SELECTED TEXT:
<<<<

Thanks to Justin Johnson for his coaching and guidance (especially during the pre-tryout time) and to Dawn for keeping it all organized. You have a fabulous program and we would be happy to be a reference at any time.”

Colleen and Dan Simcoe

Thank you for being such caring and giving people! It is awesome for Jack to have such a positive mentoring relationship!


“I wanted to take a minute and reflect on the time that you spent with Allison. I can’t tell you how much a change we’ve seen in her since she started the program with you. She became acutely aware of what issues that she needed to address if she wanted to achieve the goals that she has for herself in hockey. She has worked so hard on improving her physical skills – which she has, but she really needed some focus on the mental part of the game; both on and off the ice. You helped her so much in that area! She feels that she is so much better prepared to handle the issues that affected her in hockey, and I have really seen the difference in her game since starting the program with you. As we both have told Allison, this is just a beginning in developing a stronger mental approach to the game, and that she has to consistently use the tools that you gave her to continue improving her game.

>>>>

EXTRACTED MATERIAL:
<<<<

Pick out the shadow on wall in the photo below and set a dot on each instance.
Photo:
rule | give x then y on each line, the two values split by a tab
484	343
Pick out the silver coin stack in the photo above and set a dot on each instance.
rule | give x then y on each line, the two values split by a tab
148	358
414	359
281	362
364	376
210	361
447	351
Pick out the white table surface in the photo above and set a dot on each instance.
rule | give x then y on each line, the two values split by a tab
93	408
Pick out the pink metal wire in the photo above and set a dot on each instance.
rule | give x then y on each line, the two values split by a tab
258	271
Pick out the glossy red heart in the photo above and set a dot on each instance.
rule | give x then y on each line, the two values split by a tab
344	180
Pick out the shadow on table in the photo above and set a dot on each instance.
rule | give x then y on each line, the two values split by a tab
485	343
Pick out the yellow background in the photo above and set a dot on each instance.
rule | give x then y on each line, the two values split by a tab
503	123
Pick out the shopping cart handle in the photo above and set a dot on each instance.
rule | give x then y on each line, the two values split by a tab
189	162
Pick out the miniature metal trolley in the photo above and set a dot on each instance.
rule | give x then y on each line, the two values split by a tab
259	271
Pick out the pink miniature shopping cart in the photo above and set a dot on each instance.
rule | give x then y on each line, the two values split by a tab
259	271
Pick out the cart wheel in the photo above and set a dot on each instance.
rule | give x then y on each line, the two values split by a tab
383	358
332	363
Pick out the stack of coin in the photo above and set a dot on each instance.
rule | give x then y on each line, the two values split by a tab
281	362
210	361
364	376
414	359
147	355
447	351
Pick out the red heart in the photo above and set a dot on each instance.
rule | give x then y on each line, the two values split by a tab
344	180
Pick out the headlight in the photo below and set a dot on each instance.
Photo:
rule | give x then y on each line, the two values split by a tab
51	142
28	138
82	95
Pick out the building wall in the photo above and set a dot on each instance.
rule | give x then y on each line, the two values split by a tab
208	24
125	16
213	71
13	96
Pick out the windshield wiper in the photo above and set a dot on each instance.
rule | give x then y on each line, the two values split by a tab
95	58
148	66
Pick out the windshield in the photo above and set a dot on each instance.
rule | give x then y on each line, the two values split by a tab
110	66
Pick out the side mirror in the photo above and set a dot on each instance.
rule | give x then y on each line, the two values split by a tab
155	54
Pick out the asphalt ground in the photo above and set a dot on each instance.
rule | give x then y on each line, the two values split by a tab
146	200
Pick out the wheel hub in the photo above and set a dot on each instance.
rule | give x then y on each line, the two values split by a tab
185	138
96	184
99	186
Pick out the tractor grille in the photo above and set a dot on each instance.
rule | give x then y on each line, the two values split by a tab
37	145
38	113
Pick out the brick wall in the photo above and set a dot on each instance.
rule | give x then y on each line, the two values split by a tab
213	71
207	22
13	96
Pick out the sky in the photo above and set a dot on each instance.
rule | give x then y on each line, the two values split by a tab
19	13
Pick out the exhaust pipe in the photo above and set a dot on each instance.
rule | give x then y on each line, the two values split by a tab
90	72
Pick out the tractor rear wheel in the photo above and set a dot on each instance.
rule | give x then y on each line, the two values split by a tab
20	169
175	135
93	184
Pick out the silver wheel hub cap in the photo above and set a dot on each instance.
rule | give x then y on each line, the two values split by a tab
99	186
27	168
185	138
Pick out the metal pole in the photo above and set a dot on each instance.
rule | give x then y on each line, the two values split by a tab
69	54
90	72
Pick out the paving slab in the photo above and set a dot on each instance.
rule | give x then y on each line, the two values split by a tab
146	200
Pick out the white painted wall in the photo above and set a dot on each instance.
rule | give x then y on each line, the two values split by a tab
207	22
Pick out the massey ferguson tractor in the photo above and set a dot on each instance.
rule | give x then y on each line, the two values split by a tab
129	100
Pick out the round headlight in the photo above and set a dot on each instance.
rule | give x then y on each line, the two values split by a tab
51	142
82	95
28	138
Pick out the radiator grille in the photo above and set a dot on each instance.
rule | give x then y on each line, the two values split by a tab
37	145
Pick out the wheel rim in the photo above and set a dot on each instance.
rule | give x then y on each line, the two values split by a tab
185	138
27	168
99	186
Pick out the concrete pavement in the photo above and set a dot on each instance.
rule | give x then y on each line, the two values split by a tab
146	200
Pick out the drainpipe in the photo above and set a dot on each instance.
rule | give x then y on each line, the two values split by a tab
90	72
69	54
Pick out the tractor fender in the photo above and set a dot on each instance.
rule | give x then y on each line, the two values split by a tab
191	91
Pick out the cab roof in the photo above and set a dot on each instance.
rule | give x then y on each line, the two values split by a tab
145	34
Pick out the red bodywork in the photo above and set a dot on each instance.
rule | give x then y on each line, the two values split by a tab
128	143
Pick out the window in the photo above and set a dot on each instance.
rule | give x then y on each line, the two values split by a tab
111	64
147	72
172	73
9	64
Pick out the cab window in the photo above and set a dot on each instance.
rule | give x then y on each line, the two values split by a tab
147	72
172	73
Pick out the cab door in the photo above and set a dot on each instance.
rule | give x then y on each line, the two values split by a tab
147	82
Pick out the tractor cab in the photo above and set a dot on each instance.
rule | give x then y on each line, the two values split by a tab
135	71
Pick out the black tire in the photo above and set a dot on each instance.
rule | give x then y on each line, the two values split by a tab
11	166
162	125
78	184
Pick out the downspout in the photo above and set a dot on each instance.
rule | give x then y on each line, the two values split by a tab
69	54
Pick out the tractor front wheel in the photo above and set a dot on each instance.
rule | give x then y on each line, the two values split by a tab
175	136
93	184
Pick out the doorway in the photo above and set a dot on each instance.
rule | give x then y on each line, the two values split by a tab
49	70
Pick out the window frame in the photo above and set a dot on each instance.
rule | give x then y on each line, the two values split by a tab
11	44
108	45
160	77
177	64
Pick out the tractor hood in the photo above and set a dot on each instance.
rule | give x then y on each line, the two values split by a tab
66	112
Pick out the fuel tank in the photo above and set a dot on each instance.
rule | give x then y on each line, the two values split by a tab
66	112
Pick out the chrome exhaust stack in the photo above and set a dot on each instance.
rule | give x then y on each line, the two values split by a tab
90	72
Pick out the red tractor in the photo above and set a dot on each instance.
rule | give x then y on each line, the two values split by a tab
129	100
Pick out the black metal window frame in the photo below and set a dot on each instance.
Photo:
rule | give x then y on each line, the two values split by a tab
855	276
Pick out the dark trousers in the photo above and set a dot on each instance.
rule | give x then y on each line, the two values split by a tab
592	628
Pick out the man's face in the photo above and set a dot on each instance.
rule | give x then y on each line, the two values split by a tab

>>>>

EXERCISE REQUIREMENTS:
Write out the part of the hockey program testimonials that begins with the words containing "Thanks to Justin" and ends with "positive mentoring relationship!", copying it word for word.

REPLY TO THE EXERCISE:
Thanks to Justin Johnson for his coaching and guidance (especially during the pre-tryout time) and to Dawn for keeping it all organized. You have a fabulous program and we would be happy to be a reference at any time.”

Colleen and Dan Simcoe

Thank you for being such caring and giving people! It is awesome for Jack to have such a positive mentoring relationship!